TASK STATEMENT = In your copy, include no images and return each entry exactly as written.

(Data entries)
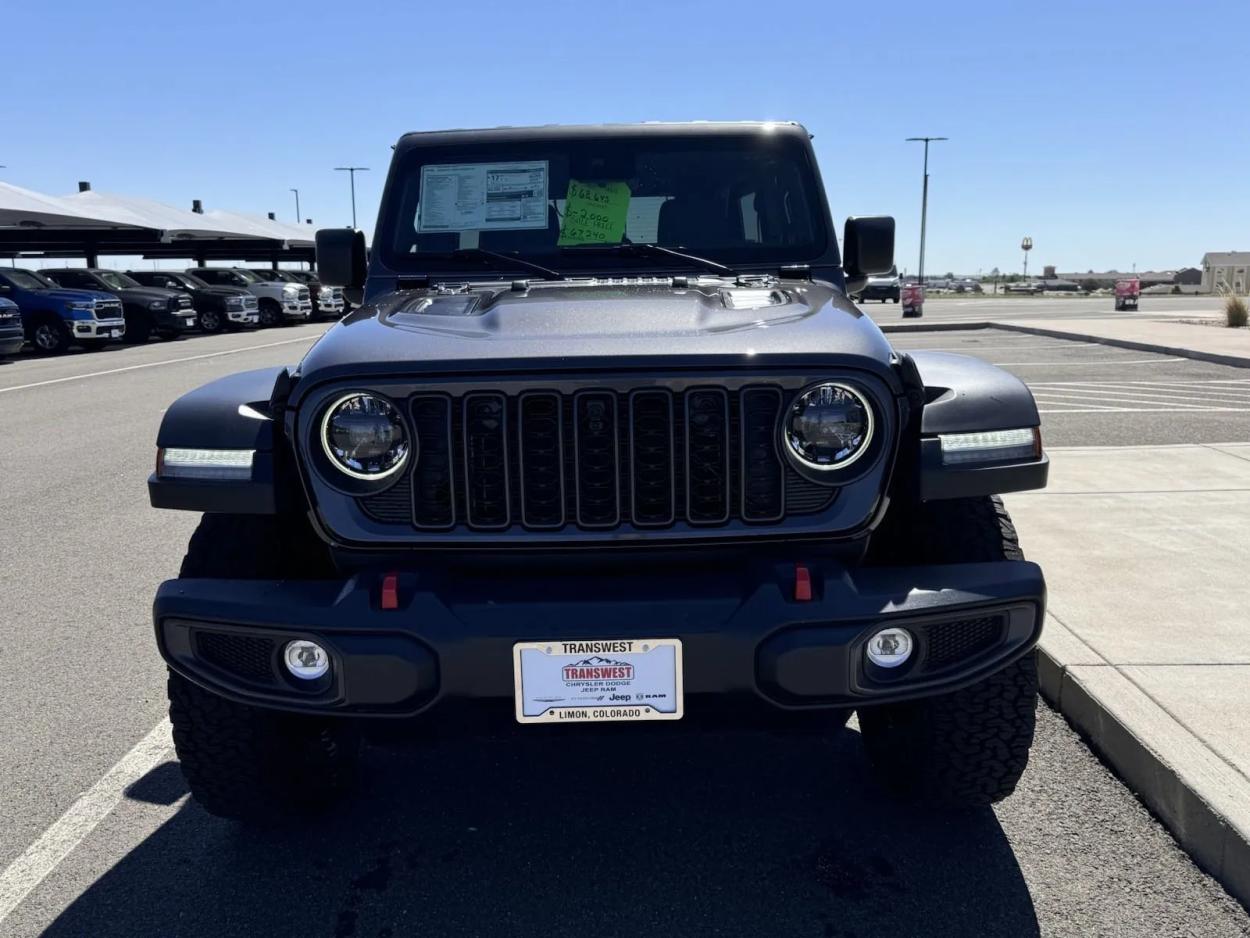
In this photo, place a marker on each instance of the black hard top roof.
(564, 131)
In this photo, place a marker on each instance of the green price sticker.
(594, 213)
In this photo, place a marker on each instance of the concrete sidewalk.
(1146, 552)
(1203, 343)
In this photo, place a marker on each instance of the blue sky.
(1113, 134)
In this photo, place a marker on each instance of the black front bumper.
(743, 630)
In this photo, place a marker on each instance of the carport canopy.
(89, 224)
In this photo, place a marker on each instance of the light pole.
(924, 199)
(353, 171)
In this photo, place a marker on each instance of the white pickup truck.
(279, 302)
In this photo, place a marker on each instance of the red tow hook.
(390, 590)
(801, 584)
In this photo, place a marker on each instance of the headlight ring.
(828, 427)
(364, 437)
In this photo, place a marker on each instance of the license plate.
(598, 680)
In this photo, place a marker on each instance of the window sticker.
(483, 196)
(594, 213)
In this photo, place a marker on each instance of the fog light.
(889, 648)
(306, 660)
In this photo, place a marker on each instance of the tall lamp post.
(924, 199)
(353, 170)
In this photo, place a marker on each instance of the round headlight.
(364, 437)
(828, 427)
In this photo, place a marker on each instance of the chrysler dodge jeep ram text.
(605, 439)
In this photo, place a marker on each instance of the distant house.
(1225, 272)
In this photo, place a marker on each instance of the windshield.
(739, 200)
(29, 280)
(116, 280)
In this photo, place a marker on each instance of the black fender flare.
(234, 413)
(964, 394)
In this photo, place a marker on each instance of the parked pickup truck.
(326, 300)
(11, 335)
(54, 318)
(148, 309)
(604, 440)
(216, 308)
(279, 300)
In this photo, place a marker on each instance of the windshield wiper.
(483, 254)
(645, 249)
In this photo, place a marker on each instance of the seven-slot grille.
(596, 459)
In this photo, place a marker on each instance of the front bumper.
(743, 632)
(90, 329)
(296, 309)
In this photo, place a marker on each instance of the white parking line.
(73, 827)
(989, 348)
(1138, 397)
(1094, 362)
(154, 364)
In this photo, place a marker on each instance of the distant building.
(1225, 272)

OUTPUT OF THE TASK =
In this photo, place a marker on each instance of the black hard top roof.
(564, 131)
In this photo, place a marker on each instance of the green price sticker.
(594, 213)
In this photo, place a marker on each instance of the concrete sidewalk.
(1146, 552)
(1203, 343)
In this photo, place a marker on each instance of the blue sky.
(1113, 134)
In this photo, place a marker on each instance of the black front bumper.
(743, 630)
In this photo, place a marker on each instance of the carport canopy.
(89, 224)
In this photo, place a marker on each instance of the light pole.
(924, 199)
(353, 171)
In this photo, place a marker on each instance of the white pickup truck.
(279, 302)
In this photo, place a marker on each instance of the red tow hook.
(390, 590)
(801, 584)
In this photo, place a marker on each instance of the headlight ring.
(828, 427)
(364, 437)
In this photo, place a marker on each instance of the license plate.
(598, 680)
In this photo, place a marker on each instance of the window sticker.
(483, 196)
(594, 213)
In this photo, place a marker on each instance of the fog light.
(889, 648)
(306, 660)
In this photo, place a marker on each instance of the tall lamp post.
(924, 199)
(353, 170)
In this photo, place a marker on each instance of the round headlight.
(364, 437)
(828, 427)
In this photo, place a marker on each instance of the chrysler dodge jeep ram text.
(605, 439)
In this photo, place a marker on each instance of the distant house.
(1225, 272)
In this photo, place a marker on each instance of the windshield.
(739, 200)
(29, 280)
(116, 280)
In this photo, place a marker on each instance of the black fender flare.
(234, 413)
(964, 394)
In this photo, place a marker on each instance of the parked pickup truck.
(326, 300)
(11, 335)
(54, 318)
(148, 309)
(604, 440)
(216, 308)
(279, 300)
In this photo, place a marker on each instance of the windshield wiper.
(483, 254)
(645, 249)
In this photo, place a marker on each instance of the seven-slot grille.
(596, 459)
In this photo, place a marker on each instance of the front bumper.
(743, 632)
(90, 329)
(296, 309)
In this photo, place a marker on each instance of the white parking line.
(73, 827)
(989, 348)
(1138, 397)
(1094, 362)
(154, 364)
In this photo, place a marker on each instance of the distant building.
(1225, 272)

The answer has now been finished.